(Dataset records)

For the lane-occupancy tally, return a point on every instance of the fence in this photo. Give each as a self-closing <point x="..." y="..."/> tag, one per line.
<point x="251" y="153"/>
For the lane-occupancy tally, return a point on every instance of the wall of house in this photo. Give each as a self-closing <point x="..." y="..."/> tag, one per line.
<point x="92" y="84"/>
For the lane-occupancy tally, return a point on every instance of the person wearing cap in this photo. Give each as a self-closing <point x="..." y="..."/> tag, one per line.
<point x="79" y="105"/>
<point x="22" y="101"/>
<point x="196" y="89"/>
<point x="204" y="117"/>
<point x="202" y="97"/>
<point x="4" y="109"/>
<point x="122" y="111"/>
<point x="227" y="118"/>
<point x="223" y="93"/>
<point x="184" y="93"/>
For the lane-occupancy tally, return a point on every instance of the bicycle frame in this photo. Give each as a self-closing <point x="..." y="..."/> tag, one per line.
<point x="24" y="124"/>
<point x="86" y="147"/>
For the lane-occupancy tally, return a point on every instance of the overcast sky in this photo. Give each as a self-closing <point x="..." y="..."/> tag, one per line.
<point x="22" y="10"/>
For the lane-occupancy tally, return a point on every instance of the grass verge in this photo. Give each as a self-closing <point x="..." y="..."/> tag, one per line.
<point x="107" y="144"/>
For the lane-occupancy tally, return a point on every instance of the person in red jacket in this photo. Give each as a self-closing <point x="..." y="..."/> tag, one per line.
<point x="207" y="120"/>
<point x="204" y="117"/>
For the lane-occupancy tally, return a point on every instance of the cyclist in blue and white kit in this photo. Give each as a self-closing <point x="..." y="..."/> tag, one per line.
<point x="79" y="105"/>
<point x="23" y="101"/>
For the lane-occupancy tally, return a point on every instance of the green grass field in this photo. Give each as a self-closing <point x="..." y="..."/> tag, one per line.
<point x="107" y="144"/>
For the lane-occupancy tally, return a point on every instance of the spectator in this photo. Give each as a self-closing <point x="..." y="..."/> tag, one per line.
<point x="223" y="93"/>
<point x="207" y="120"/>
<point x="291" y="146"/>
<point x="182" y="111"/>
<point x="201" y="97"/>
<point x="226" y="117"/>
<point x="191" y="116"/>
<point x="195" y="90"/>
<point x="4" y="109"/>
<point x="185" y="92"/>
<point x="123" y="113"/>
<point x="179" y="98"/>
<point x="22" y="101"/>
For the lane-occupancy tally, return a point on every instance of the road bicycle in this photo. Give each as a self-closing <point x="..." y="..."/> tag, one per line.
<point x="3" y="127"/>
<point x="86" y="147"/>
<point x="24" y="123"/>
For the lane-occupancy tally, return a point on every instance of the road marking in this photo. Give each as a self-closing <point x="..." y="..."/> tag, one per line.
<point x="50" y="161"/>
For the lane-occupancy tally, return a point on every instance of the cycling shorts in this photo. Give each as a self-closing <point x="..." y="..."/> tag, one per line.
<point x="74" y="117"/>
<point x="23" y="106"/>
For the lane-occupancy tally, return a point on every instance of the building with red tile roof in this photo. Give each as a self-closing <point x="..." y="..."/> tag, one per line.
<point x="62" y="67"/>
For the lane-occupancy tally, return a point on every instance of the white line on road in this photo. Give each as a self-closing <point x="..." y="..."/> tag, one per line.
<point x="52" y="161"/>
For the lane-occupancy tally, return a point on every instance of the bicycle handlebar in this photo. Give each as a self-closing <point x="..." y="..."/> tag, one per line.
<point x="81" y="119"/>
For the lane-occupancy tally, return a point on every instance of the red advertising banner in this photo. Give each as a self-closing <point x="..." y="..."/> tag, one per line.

(End Dataset records)

Could you restate the records above word for word?

For the lane-occupancy tally, return a point on every instance of the fence in this photo. Give each as a self-closing <point x="..." y="..."/> tag, one per line.
<point x="251" y="153"/>
For the lane-occupancy tally, return a point on every instance of the wall of house in this photo. Give each as a self-closing <point x="..." y="..."/> tag, one per line.
<point x="92" y="84"/>
For the lane-occupancy tally, return a point on every instance of the person wearing cap in this photo. Give each as a self-closing <point x="..." y="..."/> tag, one per line.
<point x="79" y="105"/>
<point x="22" y="101"/>
<point x="196" y="89"/>
<point x="204" y="117"/>
<point x="202" y="97"/>
<point x="4" y="109"/>
<point x="122" y="111"/>
<point x="227" y="118"/>
<point x="223" y="93"/>
<point x="184" y="93"/>
For the lane-occupancy tally, return a point on every instance of the bicycle frame in this photo. Give each as a self-closing <point x="..." y="..."/> tag, one per line.
<point x="24" y="124"/>
<point x="86" y="147"/>
For the lane-occupancy tally, return a point on every instance of the overcast sky in this photo. Give each as a self-closing <point x="..." y="..."/> tag, one per line.
<point x="22" y="10"/>
For the lane-occupancy tally, return a point on every instance of the grass verge in this photo. Give each as a self-closing <point x="..." y="..."/> tag, one per line.
<point x="107" y="144"/>
For the lane-occupancy tally, return a point on every instance of the person in red jacket in this photo. Give each as a self-closing <point x="..." y="..."/> tag, one per line.
<point x="207" y="120"/>
<point x="204" y="117"/>
For the lane-occupancy tally, return a point on every instance of the cyclist in blue and white kit in this photo. Give each as a self-closing <point x="..." y="..."/> tag, one per line.
<point x="79" y="105"/>
<point x="23" y="101"/>
For the lane-occupancy tally, return a point on every instance of the green grass field in this photo. Give each as a self-closing <point x="..." y="..."/> tag, one per line.
<point x="107" y="144"/>
For the lane-occupancy tally, return a point on every instance of the spectator in this photo. Give each as a self-closing <point x="..." y="..."/> tag, one per line.
<point x="223" y="93"/>
<point x="207" y="120"/>
<point x="291" y="146"/>
<point x="182" y="111"/>
<point x="201" y="97"/>
<point x="226" y="117"/>
<point x="191" y="116"/>
<point x="195" y="90"/>
<point x="4" y="109"/>
<point x="185" y="92"/>
<point x="123" y="113"/>
<point x="179" y="98"/>
<point x="22" y="101"/>
For the lane-occupancy tally, return a point on every instance of the road bicycle in this photo. Give each as a self-closing <point x="..." y="..."/> tag, one per line.
<point x="3" y="127"/>
<point x="86" y="147"/>
<point x="24" y="123"/>
For the lane-occupancy tally, return a point on every instance of the road marking in this photo. Give each as a self-closing <point x="..." y="..."/> tag, one per line.
<point x="50" y="161"/>
For the lane-occupancy tally, return a point on every instance of the cycling shorts in this photo. Give each as a self-closing <point x="..." y="..."/> tag, one per line.
<point x="74" y="117"/>
<point x="23" y="106"/>
For the lane-occupancy tally, return a point on every instance of the building with red tile roof in this photo. Give each as a self-closing <point x="..." y="..."/> tag, one per line.
<point x="62" y="67"/>
For the lane-occupancy tally, return a point on every instance of the white line on road in this photo. Give each as a self-closing <point x="..." y="..."/> tag, one per line.
<point x="52" y="161"/>
For the lane-occupancy tally, return a point on every instance of the bicycle handlebar in this photo. Give each as a self-closing <point x="..." y="..."/> tag, one per line.
<point x="81" y="119"/>
For the lane-occupancy tally, return a point on every instance of the red advertising banner in this photo. Give each as a self-closing <point x="..." y="..."/> tag, one per line.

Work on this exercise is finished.